**Work required**. Return the exact lines spanning from the line with "Could you spot the man's arm" through the last line of the entries, boundaries included, and no others.

********

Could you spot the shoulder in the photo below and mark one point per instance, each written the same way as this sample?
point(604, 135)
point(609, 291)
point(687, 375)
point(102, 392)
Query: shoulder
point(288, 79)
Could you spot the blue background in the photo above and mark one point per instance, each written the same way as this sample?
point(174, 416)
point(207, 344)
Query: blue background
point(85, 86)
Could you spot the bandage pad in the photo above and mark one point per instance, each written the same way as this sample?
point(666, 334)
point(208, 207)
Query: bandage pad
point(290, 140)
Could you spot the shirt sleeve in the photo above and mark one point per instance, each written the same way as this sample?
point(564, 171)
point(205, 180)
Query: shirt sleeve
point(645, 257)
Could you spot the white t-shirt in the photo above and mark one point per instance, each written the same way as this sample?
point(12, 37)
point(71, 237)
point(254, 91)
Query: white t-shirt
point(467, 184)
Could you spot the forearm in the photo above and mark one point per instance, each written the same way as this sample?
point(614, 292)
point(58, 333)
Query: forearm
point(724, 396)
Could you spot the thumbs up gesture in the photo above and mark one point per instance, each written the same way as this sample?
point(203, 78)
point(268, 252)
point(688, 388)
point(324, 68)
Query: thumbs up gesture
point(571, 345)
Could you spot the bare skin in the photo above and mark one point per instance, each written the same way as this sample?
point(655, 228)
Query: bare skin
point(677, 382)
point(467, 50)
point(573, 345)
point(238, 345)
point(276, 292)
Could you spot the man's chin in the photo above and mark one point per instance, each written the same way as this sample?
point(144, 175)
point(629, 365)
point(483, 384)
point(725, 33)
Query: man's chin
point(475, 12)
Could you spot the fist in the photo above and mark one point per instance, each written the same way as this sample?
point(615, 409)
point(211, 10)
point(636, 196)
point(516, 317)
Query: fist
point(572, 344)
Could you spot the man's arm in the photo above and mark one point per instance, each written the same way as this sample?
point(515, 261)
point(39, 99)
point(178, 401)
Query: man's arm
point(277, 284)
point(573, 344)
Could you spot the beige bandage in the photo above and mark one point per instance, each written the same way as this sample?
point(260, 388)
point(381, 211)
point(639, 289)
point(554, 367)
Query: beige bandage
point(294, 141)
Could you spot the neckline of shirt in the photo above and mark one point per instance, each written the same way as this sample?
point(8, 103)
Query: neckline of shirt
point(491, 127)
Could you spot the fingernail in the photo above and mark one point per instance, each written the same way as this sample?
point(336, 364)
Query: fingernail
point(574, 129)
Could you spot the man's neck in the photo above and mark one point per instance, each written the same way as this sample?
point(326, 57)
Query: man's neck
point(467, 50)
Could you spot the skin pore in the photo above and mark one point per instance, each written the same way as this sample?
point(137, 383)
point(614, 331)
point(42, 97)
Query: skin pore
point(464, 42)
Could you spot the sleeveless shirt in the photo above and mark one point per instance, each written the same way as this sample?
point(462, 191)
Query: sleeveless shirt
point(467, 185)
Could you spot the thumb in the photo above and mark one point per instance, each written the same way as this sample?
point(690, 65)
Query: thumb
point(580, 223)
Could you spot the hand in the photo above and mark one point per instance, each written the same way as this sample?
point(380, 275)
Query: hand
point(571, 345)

********

**Task response**.
Could you spot the man's arm in the photo above and mark one point per instance, each written the same way as this sample?
point(515, 261)
point(39, 99)
point(178, 401)
Query: man's arm
point(277, 284)
point(573, 344)
Could you spot the beige bandage in the photo above and mark one point per instance, each written the same way as this sample?
point(260, 388)
point(381, 211)
point(639, 289)
point(554, 367)
Query: beige bandage
point(294, 141)
Could you spot the neckline of shirt in the photo above and mark one point per instance, each written the same way as this sample?
point(8, 103)
Query: neckline of shirt
point(491, 127)
Could you spot the fingernail in the photo above and mark one point per instance, each written the same way as this sample?
point(336, 364)
Query: fingernail
point(574, 129)
Could you spot the man's neck in the photo above and mark one point per instance, each written the same way as this sample?
point(326, 57)
Query: man's neck
point(467, 50)
Could you spot the skin pore in the photo above and mark one point per instance, each written the same way as this sample?
point(137, 383)
point(614, 331)
point(42, 97)
Query: skin pore
point(464, 42)
Could you spot the sleeveless shirt in the photo above and mark one point per instance, each written the same way as this sample?
point(462, 191)
Query: sleeveless shirt
point(467, 185)
Could you spot the thumb in the photo above and mark one point per instance, each written the same way as this sample?
point(690, 65)
Query: thumb
point(580, 223)
Could you spot the hand in the photo above and mark one point per instance, each written the same way as this sample?
point(380, 275)
Query: hand
point(571, 345)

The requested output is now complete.